* Extracted material
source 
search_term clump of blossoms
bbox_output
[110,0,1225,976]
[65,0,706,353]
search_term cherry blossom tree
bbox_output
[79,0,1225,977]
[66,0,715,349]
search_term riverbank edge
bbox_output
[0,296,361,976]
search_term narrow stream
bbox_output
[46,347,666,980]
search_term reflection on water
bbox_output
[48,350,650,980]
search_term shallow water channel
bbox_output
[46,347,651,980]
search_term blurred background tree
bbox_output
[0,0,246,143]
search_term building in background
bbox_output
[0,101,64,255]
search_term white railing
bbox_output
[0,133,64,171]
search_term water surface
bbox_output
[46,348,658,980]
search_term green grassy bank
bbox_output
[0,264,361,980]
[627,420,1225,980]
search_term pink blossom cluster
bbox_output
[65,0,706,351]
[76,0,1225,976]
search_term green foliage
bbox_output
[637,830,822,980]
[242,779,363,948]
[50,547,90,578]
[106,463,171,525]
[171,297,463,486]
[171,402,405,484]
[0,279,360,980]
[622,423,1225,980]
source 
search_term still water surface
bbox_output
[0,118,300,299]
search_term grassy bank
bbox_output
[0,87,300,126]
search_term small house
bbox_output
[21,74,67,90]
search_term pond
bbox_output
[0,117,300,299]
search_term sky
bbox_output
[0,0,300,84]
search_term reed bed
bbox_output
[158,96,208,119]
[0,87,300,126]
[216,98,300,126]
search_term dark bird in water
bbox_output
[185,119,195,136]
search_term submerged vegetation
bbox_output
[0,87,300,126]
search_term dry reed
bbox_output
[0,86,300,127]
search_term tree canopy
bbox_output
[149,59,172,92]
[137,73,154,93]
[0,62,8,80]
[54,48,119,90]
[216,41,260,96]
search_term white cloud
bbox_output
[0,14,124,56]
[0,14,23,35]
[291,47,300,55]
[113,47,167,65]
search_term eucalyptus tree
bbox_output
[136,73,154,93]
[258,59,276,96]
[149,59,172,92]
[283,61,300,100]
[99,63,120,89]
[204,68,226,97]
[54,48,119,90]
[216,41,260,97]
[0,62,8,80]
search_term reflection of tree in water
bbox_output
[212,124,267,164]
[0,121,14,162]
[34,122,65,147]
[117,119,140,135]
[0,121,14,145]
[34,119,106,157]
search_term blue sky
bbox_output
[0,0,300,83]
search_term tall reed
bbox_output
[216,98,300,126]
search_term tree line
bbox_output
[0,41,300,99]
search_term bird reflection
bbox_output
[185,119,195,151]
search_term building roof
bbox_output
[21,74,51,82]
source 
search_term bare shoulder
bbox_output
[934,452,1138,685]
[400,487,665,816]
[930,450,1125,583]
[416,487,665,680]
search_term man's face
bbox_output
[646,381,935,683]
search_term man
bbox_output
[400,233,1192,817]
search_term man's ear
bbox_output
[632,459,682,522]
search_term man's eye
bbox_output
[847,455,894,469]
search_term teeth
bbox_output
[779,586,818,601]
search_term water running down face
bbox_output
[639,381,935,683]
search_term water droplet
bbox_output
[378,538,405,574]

* Work to do
Repeat only the stretch of lines starting at the one containing "search_term pink blossom cluster" and running to the final line of the entries above.

* Response to the task
search_term pink blossom cluster
bbox_output
[65,0,706,351]
[76,0,1225,976]
search_term green foliage
bbox_output
[637,830,822,980]
[242,779,363,948]
[50,547,90,578]
[106,463,171,525]
[171,297,463,486]
[171,402,405,484]
[0,279,360,980]
[622,423,1225,980]
source 
search_term still water surface
bbox_output
[0,118,300,299]
search_term grassy bank
bbox_output
[0,87,300,126]
search_term small house
bbox_output
[21,74,67,90]
search_term pond
bbox_output
[0,117,300,299]
search_term sky
bbox_output
[0,0,300,84]
search_term reed bed
bbox_output
[158,96,208,119]
[0,87,300,126]
[216,98,300,126]
search_term dark bird in water
bbox_output
[185,119,195,136]
search_term submerged vegetation
bbox_output
[0,87,300,126]
search_term dry reed
bbox_output
[0,86,300,127]
search_term tree canopy
bbox_output
[149,59,172,92]
[137,73,154,93]
[0,62,8,80]
[54,48,119,90]
[216,41,260,96]
search_term white cloud
bbox_output
[0,14,124,56]
[0,14,23,35]
[291,47,300,55]
[113,47,167,65]
search_term eucalyptus tree
bbox_output
[136,73,154,93]
[258,59,276,96]
[149,59,172,92]
[283,61,300,100]
[99,63,120,89]
[204,68,226,97]
[54,48,119,90]
[216,41,260,97]
[0,62,8,80]
search_term reflection of tree in water
bbox_output
[212,124,267,164]
[0,121,14,162]
[34,122,65,147]
[117,119,140,135]
[0,121,14,145]
[34,119,106,157]
search_term blue sky
bbox_output
[0,0,300,83]
search_term tall reed
bbox_output
[216,98,300,126]
search_term tree line
bbox_output
[0,41,300,99]
search_term bird reflection
bbox_output
[185,119,195,151]
search_term building roof
bbox_output
[21,74,51,82]
source 
search_term bare shoulder
bbox_output
[934,452,1138,685]
[400,487,665,816]
[930,450,1125,583]
[416,487,665,680]
search_term man's face
bbox_output
[646,381,935,683]
search_term man
bbox_output
[400,233,1192,817]
search_term man's ear
bbox_output
[632,459,682,522]
search_term man's eye
bbox_output
[847,455,894,469]
search_term teeth
bbox_output
[779,586,818,601]
search_term water running down face
bbox_output
[639,381,935,683]
search_term water droplet
bbox_output
[378,538,405,574]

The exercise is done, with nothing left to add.